Activity A
Pick out each line in the entries below that contains the string "positive", and copy those lines.

Text provided

◆ ◆ ◆ ◆ ◆

Half an hour later, she’d ventured outside, and called dispatch back to follow up.
“I guess I startled him, and he pulled a knife out, and he tried to like cover it, like, because I guess, I don’t know — because I’m a small woman, and he didn’t find me a threat or something,” she reasons. “But he pulled a knife out, and there’s just like a man outside my house, and I need somebody to take him away.”
Matthew Zadok Williams was not homeless. Property records show he’d owned the condo in which he was shot and killed by police that day since 2016. And when police arrived, they indicated they suspected that much.
A witness tied to the 911 caller met with police when they arrived and described a skittish Williams. The officer indicated he believed Williams is from the neighborhood.
“Well, when he heard the fire truck, he just kind of disappeared,” the witness said.
“Is that him right there?” the officer asked, pointing across the complex.
“Yeah,” the woman answered.
“I think he lives here, though,” the officer answered.
“No, no one lives there,” she declared.
A police incident report incorrectly listed the unit next to Williams’ home as the location of response that day, likely the one the women were referring to when talking to law enforcement. But everything ended inside Williams’ unit less than half an hour later, in what family described as a mental health episode before Williams ran behind police with a knife, and they shot and killed him.
Two video angles released by police last month last an hour and 40-50 minutes each. There are 23 minutes between the start of one body camera — marking the first officers’ arrival — and the fatal shooting into Williams’ home where he’s seen hiding behind an ottoman.

◆ ◆ ◆ ◆ ◆

Record set
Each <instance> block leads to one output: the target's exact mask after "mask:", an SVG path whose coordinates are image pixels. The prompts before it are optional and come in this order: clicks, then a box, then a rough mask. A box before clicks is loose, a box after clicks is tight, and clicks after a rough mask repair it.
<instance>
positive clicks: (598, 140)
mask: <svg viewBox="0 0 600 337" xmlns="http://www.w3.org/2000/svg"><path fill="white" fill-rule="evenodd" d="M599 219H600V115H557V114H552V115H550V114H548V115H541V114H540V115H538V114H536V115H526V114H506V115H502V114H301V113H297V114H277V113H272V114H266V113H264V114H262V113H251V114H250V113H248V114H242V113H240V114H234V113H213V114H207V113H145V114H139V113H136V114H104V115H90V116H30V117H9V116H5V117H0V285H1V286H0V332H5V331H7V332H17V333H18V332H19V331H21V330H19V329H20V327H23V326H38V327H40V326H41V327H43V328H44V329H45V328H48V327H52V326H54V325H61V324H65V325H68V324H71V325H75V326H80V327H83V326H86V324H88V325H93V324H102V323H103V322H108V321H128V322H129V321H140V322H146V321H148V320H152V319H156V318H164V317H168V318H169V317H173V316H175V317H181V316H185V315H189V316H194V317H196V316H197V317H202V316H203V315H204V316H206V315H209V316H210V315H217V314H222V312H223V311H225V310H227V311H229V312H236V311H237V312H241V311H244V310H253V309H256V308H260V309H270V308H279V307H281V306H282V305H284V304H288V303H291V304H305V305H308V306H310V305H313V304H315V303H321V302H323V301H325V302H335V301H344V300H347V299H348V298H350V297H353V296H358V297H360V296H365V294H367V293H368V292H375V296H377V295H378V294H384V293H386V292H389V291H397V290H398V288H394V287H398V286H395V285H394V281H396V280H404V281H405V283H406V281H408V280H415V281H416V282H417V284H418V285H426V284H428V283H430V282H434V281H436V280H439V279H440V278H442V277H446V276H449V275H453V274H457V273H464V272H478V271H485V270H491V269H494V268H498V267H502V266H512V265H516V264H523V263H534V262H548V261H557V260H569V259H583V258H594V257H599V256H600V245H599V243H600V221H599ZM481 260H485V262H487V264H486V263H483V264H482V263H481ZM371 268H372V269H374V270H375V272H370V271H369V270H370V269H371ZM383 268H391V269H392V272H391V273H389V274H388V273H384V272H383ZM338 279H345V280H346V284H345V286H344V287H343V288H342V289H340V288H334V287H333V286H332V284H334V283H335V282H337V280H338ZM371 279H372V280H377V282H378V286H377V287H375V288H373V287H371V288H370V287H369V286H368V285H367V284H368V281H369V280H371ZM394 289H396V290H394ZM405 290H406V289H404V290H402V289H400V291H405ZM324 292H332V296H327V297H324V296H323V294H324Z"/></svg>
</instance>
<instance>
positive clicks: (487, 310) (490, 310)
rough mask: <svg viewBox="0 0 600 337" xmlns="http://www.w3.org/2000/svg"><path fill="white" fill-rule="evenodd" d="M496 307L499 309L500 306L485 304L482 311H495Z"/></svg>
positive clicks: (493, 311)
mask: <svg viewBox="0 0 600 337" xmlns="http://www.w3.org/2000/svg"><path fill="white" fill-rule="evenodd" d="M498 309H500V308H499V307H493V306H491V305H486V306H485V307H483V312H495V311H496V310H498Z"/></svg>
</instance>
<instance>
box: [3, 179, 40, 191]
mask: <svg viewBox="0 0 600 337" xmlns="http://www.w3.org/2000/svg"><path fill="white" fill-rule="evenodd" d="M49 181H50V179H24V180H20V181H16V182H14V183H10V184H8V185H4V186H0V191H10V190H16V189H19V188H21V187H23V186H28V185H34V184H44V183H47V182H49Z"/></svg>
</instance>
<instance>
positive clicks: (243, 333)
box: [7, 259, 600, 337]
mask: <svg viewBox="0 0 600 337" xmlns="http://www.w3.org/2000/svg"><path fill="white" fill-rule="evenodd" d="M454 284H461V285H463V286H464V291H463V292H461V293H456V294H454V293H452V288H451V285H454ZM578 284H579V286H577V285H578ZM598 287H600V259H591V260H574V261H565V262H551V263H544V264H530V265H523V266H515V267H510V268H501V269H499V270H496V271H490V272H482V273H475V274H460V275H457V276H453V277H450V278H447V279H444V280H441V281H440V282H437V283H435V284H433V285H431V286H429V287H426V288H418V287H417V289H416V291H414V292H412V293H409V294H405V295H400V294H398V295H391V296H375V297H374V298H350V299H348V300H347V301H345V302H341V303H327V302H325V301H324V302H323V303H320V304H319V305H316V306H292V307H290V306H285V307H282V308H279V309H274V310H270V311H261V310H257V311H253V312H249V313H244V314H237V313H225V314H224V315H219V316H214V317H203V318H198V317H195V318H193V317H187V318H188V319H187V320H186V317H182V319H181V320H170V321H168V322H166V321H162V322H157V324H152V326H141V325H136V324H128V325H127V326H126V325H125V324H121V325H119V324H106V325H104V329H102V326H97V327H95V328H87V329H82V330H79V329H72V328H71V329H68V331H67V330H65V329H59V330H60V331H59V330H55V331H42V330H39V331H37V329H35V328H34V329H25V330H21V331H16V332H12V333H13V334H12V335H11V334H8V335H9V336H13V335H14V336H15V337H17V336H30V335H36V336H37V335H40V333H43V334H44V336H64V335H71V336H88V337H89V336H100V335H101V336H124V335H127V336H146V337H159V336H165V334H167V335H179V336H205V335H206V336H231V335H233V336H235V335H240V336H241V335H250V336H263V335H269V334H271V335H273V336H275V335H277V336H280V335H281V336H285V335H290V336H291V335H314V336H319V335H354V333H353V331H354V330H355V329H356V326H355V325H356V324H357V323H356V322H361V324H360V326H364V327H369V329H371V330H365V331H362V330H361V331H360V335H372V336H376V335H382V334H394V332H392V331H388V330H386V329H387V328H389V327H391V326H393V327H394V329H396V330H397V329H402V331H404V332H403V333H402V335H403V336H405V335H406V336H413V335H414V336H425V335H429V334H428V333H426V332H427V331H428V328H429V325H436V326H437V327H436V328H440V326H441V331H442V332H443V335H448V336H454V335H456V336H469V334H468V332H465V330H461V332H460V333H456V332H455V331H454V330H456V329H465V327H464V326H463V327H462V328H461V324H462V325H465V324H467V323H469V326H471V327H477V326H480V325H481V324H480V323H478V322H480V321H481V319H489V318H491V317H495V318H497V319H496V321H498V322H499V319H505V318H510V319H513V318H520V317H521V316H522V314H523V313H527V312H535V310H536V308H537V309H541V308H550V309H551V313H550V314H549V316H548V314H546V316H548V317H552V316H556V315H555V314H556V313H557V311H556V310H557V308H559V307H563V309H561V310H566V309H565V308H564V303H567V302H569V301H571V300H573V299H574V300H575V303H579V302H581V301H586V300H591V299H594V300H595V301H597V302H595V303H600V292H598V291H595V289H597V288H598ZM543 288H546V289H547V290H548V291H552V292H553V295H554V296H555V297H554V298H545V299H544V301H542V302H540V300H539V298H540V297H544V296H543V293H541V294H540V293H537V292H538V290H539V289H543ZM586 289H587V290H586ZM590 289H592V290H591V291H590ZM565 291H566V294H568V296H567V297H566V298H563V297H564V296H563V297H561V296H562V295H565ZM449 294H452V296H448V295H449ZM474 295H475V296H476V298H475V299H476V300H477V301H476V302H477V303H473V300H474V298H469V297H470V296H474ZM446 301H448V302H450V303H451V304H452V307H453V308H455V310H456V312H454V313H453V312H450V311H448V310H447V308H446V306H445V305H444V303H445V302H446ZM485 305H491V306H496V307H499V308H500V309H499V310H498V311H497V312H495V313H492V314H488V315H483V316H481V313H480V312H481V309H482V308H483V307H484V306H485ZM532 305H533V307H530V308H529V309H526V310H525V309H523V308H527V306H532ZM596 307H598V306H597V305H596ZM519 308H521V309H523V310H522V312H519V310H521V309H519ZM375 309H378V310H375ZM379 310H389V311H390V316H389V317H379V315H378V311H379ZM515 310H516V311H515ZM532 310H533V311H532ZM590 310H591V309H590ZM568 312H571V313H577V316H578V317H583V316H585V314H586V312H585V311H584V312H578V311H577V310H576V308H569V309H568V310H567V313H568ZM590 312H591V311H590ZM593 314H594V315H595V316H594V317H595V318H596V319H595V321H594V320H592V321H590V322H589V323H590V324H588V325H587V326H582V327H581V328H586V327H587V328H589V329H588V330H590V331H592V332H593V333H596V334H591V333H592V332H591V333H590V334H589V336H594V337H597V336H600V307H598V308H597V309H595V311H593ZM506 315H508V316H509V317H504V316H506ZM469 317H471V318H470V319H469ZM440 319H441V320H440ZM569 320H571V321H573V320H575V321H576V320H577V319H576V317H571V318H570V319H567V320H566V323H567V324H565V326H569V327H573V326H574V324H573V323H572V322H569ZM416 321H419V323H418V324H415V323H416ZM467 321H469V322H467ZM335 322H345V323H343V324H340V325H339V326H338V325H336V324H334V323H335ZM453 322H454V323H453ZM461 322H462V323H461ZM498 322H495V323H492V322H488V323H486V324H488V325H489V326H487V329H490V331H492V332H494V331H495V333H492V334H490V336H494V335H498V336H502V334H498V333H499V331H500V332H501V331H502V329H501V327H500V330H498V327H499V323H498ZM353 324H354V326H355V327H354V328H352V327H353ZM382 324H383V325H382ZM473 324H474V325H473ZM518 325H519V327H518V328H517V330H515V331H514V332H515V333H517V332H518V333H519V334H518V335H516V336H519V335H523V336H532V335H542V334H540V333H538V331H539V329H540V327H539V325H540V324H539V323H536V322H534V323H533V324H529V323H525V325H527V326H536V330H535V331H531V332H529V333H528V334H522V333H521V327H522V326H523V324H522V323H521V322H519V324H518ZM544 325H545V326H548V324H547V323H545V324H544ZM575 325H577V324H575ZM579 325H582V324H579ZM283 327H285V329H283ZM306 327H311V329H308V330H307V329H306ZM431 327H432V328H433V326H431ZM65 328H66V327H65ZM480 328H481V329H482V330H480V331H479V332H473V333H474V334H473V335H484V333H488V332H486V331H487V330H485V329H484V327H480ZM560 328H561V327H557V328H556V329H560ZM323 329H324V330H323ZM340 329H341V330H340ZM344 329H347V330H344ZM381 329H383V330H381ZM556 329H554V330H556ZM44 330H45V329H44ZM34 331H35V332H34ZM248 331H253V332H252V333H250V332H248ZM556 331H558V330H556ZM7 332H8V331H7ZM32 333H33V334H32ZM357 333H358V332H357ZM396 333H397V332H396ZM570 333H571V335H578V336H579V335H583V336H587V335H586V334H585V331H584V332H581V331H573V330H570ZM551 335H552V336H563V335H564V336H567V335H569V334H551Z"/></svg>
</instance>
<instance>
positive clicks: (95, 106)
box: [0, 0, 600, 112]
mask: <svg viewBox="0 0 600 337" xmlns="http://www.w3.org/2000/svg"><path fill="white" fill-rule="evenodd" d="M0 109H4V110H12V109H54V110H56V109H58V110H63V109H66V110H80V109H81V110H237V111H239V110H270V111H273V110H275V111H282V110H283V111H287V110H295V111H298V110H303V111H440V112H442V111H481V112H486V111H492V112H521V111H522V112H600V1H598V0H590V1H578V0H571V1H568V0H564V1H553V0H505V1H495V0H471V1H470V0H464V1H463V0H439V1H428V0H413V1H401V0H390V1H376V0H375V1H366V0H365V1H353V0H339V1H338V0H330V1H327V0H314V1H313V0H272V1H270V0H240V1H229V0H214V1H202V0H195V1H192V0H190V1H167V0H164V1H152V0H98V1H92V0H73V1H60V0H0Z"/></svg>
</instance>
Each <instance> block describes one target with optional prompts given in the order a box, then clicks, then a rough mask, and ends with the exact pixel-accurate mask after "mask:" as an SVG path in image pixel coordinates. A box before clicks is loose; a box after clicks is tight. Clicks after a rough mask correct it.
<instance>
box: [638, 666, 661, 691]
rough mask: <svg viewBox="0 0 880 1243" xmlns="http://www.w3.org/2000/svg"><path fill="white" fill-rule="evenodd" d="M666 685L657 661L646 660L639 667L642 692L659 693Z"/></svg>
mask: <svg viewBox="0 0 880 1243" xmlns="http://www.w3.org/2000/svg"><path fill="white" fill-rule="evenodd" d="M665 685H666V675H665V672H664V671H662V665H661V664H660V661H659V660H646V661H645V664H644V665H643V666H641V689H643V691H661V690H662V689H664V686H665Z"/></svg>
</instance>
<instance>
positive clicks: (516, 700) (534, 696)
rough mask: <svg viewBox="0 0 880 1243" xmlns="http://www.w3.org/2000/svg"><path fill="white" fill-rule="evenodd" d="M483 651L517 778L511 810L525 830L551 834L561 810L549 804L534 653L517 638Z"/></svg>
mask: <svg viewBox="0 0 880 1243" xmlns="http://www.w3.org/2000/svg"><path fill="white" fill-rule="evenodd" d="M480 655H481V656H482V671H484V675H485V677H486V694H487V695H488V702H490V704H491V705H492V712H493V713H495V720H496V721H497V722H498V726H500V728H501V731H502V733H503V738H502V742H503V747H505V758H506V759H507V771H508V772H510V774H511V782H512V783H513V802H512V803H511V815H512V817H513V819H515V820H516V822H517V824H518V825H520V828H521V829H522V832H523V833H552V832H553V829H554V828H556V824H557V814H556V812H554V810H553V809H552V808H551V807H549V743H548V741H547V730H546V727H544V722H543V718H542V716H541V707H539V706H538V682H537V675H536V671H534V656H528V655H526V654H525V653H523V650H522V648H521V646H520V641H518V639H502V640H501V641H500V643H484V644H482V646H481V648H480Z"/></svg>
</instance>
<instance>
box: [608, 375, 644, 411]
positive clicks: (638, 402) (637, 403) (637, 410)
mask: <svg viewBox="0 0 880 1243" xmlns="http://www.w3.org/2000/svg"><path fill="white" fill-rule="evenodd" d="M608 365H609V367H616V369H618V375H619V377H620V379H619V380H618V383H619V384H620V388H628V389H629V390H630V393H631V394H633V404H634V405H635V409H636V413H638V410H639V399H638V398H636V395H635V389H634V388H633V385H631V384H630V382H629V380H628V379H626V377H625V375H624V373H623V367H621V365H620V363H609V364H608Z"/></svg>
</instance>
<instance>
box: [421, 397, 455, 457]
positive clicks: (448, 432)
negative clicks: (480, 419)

◆ ◆ ◆ ◆ ◆

Activity B
Reproduce the news excerpt above about the police shooting of Matthew Zadok Williams word for word, in full.

Your response A
positive clicks: (598, 140)
positive clicks: (487, 310) (490, 310)
positive clicks: (493, 311)
positive clicks: (243, 333)
positive clicks: (95, 106)
positive clicks: (516, 700) (534, 696)
positive clicks: (638, 402) (637, 403) (637, 410)
positive clicks: (448, 432)

Your response B
Half an hour later, she’d ventured outside, and called dispatch back to follow up.
“I guess I startled him, and he pulled a knife out, and he tried to like cover it, like, because I guess, I don’t know — because I’m a small woman, and he didn’t find me a threat or something,” she reasons. “But he pulled a knife out, and there’s just like a man outside my house, and I need somebody to take him away.”
Matthew Zadok Williams was not homeless. Property records show he’d owned the condo in which he was shot and killed by police that day since 2016. And when police arrived, they indicated they suspected that much.
A witness tied to the 911 caller met with police when they arrived and described a skittish Williams. The officer indicated he believed Williams is from the neighborhood.
“Well, when he heard the fire truck, he just kind of disappeared,” the witness said.
“Is that him right there?” the officer asked, pointing across the complex.
“Yeah,” the woman answered.
“I think he lives here, though,” the officer answered.
“No, no one lives there,” she declared.
A police incident report incorrectly listed the unit next to Williams’ home as the location of response that day, likely the one the women were referring to when talking to law enforcement. But everything ended inside Williams’ unit less than half an hour later, in what family described as a mental health episode before Williams ran behind police with a knife, and they shot and killed him.
Two video angles released by police last month last an hour and 40-50 minutes each. There are 23 minutes between the start of one body camera — marking the first officers’ arrival — and the fatal shooting into Williams’ home where he’s seen hiding behind an ottoman.